┌─ ZITIERTE TEXTSTELLE
The Glimmers wollen nur spielen. Mit ihrer Technik und unseren Beinen. Ihr Disco-Sound ist seelenvolle, elektronische Bandarbeit.

© Gomma

Die Beschreibung von Popmusik gebärt oft die komplexesten Wortkaskaden. Auf dem Feld des Analogen sind da Speedcore-Doom-Metal-Funk oder Afro-Latin-Bossa-Nova-Jazz-Soul noch vergleichsweise kurzkettig. Richtig polytitular wird es erst im elektronischen Segment. Dem belgischen Duo The Glimmers etwa werden Siegel wie New-Beat-Funk-House-Technoparty-Elektro-New-Wave-Postdisco-Rockpop aufgebügelt, dass es auf keine Glitzerjacke mehr passen würde.

Doch hat das Wortungetüm durchaus seine Daseinsberechtigung. Denn das unablässig zuckende Klangkonvolut von Mo Becha und David Fouquaert ist auch auf dem neuen Album Whomp That Sucker! so schillernd, dass man mit einfachen Begriffen schlichtweg nicht weiterkäme. The Glimmers mixen sich durch die Gegenwartsmusik, wie es sonst bestenfalls das brillante Energiebündel Malente an den Plattentellern tut. Sie treiben ihre Mischungen mit permanentem Bass und hitzigen Vierviertelbeats zur frühen Kraft der Chemical Brothers, zeigen mit der Artenvielfalt ihres Musikzoos, dass sie nicht zu Unrecht eine Episode zur legendären DJ-Kicks-Reihe beisteuern durften. Dabei bleibt das große ganze Umwerfende vor allem Disco. In seiner reinsten Form.
└─
## AUFGABENDETAILS
Schreib aus dem Text über The Glimmers den Teil zwischen „Doch hat das“ und „seiner reinsten Form.“ einschließlich noch einmal ab. Ersetze dabei „Album“ durch „Werk“.
┌─ BEREITGESTELLTES MATERIAL
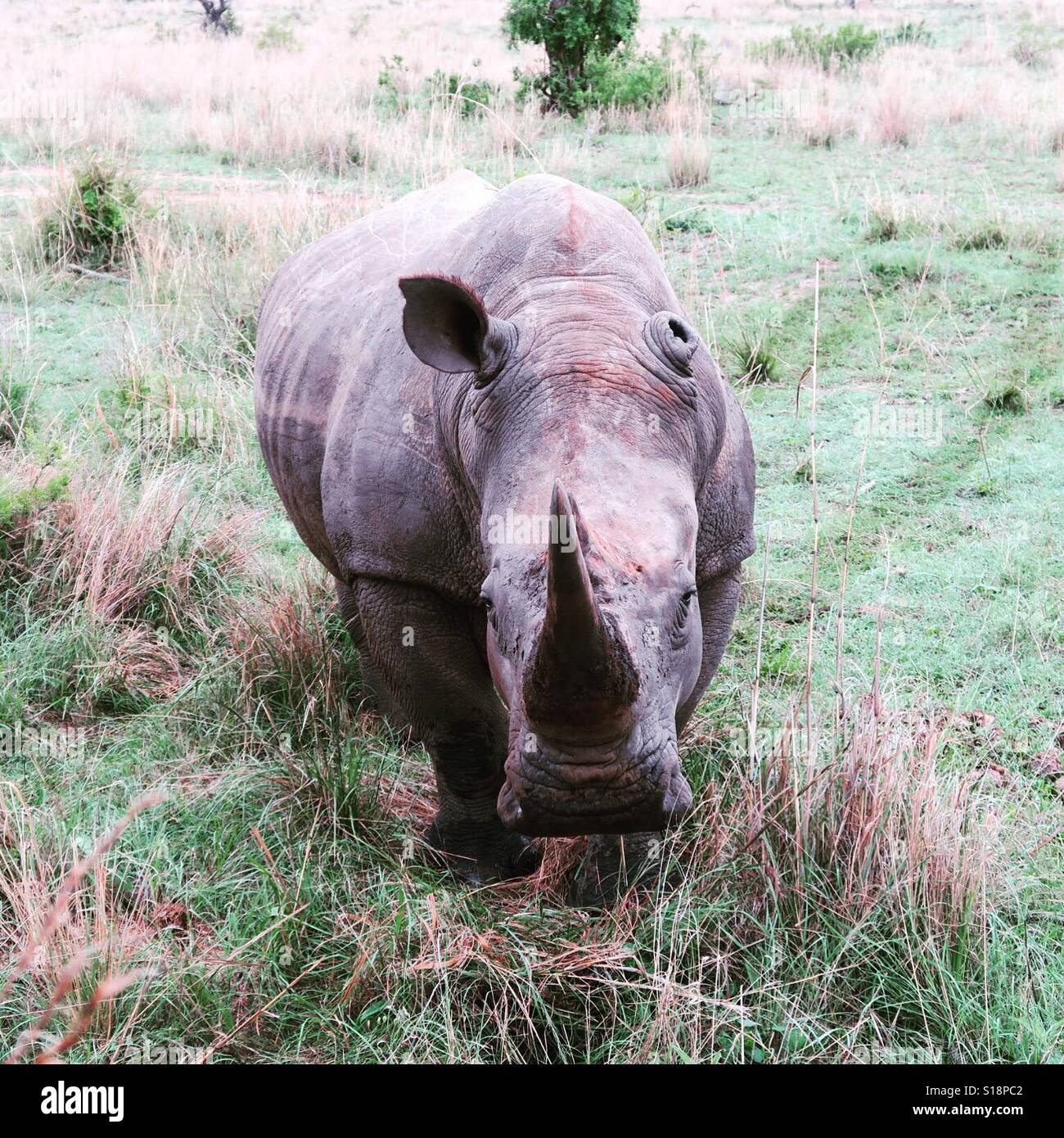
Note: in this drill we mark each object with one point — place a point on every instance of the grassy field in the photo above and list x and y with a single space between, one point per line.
209 847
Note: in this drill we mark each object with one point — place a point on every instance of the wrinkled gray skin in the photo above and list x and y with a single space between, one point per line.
468 356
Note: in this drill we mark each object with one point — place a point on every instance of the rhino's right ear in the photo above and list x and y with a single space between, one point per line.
446 327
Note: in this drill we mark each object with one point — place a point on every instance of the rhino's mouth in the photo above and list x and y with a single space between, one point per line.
551 793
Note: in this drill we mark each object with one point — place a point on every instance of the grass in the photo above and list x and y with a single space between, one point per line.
210 845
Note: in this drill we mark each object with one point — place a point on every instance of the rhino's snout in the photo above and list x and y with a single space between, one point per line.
624 788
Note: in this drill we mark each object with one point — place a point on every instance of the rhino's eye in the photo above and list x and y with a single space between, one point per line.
685 601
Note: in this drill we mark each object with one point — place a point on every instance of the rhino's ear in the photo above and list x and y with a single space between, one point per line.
446 327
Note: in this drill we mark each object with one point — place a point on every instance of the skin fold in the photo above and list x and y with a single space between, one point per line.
487 417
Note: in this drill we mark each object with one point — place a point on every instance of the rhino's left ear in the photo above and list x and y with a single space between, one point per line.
446 327
673 339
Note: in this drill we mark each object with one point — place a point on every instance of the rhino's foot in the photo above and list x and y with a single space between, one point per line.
481 854
614 864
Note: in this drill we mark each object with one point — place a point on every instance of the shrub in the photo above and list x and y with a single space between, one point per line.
845 46
92 224
627 79
571 32
15 400
755 355
910 32
1032 47
471 95
277 38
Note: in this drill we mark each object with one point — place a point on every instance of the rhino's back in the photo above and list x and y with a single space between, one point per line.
327 321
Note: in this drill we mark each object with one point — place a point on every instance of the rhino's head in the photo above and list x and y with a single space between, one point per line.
582 440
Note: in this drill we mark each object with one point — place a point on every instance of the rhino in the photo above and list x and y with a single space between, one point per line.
487 417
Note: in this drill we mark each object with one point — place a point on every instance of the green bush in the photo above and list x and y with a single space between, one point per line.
92 224
841 48
626 78
471 95
571 32
15 400
277 38
910 32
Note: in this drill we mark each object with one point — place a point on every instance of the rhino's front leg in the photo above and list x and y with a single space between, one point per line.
426 654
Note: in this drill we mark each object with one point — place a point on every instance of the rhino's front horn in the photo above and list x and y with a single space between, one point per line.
580 683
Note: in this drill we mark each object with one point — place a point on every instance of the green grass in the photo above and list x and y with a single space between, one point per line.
276 901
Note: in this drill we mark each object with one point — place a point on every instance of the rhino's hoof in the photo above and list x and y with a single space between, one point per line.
483 858
614 864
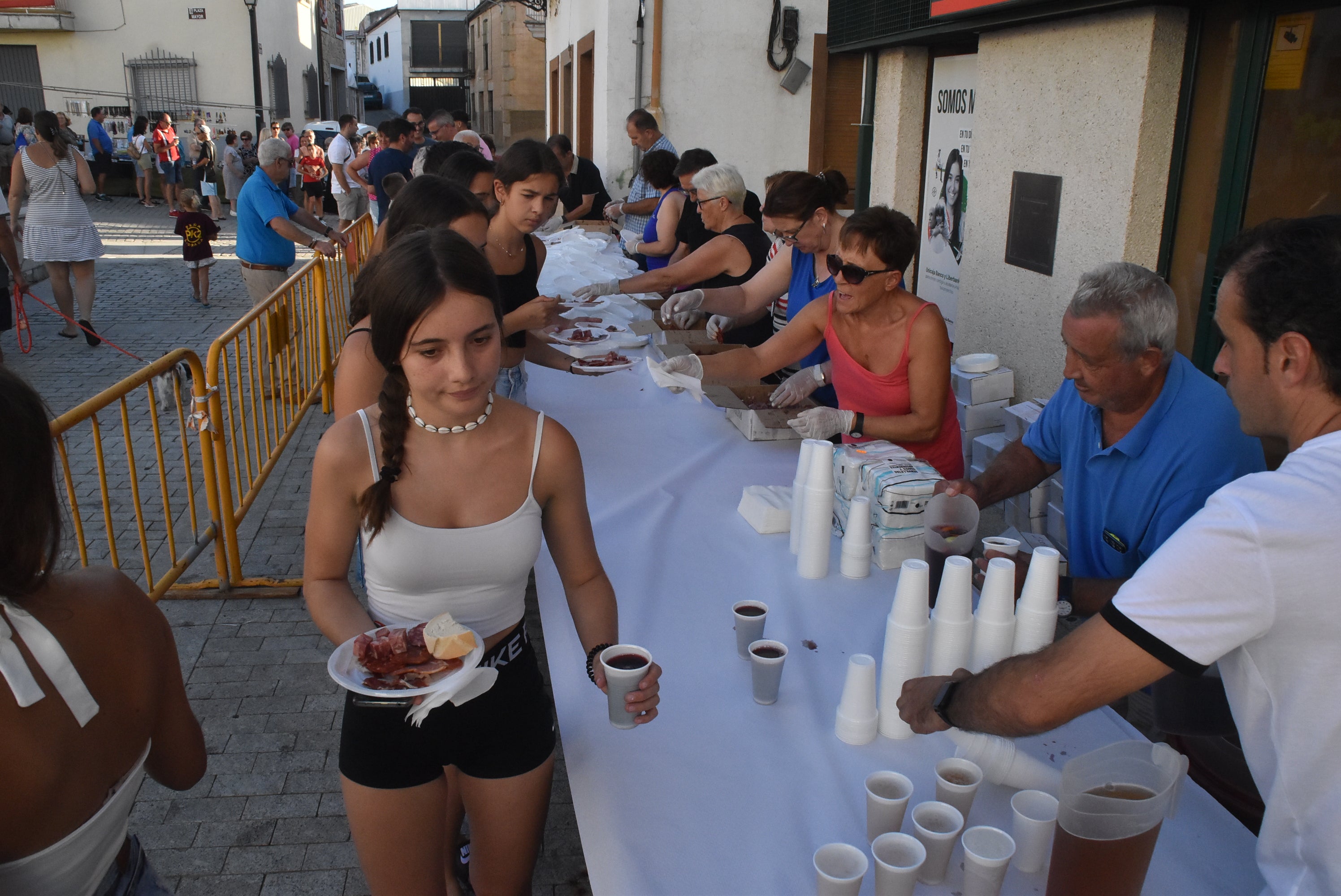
└─
## ENDGÜLTIGE ANTWORT
Doch hat das Wortungetüm durchaus seine Daseinsberechtigung. Denn das unablässig zuckende Klangkonvolut von Mo Becha und David Fouquaert ist auch auf dem neuen Werk Whomp That Sucker! so schillernd, dass man mit einfachen Begriffen schlichtweg nicht weiterkäme. The Glimmers mixen sich durch die Gegenwartsmusik, wie es sonst bestenfalls das brillante Energiebündel Malente an den Plattentellern tut. Sie treiben ihre Mischungen mit permanentem Bass und hitzigen Vierviertelbeats zur frühen Kraft der Chemical Brothers, zeigen mit der Artenvielfalt ihres Musikzoos, dass sie nicht zu Unrecht eine Episode zur legendären DJ-Kicks-Reihe beisteuern durften. Dabei bleibt das große ganze Umwerfende vor allem Disco. In seiner reinsten Form.